::: TEXT SECTION

There it is.
Death. The big one. The one we brush under the rug, or run away from, or bury our heads in the sand over.
I can remember absolutely the day I thought this will kill me. I was in an appointment with my regular GP. We’d just started to go through the process of getting ready to go on interferon/riba. It was in December 2012. I was expressing my anxieties and concerns. She said, quite bluntly “Well if this doesn’t work there’s always the liver transplant list.”
I beg your pardon? Liver transplant list? How sick do you people think I am? The answer was:
Very sick and likely to get sicker.
I didn’t feel sick. I didn’t look sick. I didn’t act sick. I couldn’t possibly be sick. Over the next few months I was bombarded with words that terrified me: HCC, liver cancer, liver failure, chronic, degenerative ... it went on and on.

::::::

→ **BRIEF**: In the passage about facing death from liver disease, in what month and year did the appointment with the regular GP take place?

::: ENTRIES PROVIDED

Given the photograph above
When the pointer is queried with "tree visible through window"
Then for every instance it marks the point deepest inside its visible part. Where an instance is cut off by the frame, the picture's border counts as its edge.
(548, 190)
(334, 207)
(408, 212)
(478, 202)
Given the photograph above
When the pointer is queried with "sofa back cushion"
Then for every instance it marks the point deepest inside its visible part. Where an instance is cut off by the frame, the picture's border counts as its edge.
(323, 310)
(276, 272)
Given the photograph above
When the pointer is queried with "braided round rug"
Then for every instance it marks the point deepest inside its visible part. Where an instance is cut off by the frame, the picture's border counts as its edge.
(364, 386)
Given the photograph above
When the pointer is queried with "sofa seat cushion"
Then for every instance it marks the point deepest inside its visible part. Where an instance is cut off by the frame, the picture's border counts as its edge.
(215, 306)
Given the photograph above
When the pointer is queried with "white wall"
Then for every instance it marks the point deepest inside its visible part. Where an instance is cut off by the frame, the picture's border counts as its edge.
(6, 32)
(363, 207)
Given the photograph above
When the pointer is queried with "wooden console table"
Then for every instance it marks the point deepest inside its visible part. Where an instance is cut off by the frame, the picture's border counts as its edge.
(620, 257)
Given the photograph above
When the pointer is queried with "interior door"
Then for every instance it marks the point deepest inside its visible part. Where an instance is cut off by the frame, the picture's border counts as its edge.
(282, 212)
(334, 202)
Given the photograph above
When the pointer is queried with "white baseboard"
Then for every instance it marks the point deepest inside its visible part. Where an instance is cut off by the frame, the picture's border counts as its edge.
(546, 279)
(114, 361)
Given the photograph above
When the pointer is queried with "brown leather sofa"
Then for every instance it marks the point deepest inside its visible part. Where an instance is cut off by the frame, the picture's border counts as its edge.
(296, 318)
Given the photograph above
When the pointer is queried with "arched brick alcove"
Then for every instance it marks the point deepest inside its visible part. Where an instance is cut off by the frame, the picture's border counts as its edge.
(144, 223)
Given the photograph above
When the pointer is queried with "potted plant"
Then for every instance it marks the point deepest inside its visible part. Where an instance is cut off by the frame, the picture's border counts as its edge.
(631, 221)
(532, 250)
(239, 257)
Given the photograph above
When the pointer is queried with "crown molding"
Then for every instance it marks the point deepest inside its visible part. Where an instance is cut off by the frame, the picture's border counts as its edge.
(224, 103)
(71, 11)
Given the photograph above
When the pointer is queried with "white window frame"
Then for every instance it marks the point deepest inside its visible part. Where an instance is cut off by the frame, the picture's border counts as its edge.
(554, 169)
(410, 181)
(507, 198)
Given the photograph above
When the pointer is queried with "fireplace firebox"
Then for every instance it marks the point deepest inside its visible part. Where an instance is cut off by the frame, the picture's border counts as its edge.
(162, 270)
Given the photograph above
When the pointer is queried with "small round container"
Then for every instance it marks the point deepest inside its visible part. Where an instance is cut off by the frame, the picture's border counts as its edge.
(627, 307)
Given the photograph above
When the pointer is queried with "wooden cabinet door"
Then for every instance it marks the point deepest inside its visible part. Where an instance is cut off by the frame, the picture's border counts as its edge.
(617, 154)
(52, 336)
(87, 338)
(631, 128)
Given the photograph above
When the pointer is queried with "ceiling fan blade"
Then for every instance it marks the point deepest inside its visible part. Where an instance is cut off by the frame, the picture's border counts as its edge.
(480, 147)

::::::

→ **SOLUTION BELOW**: December 2012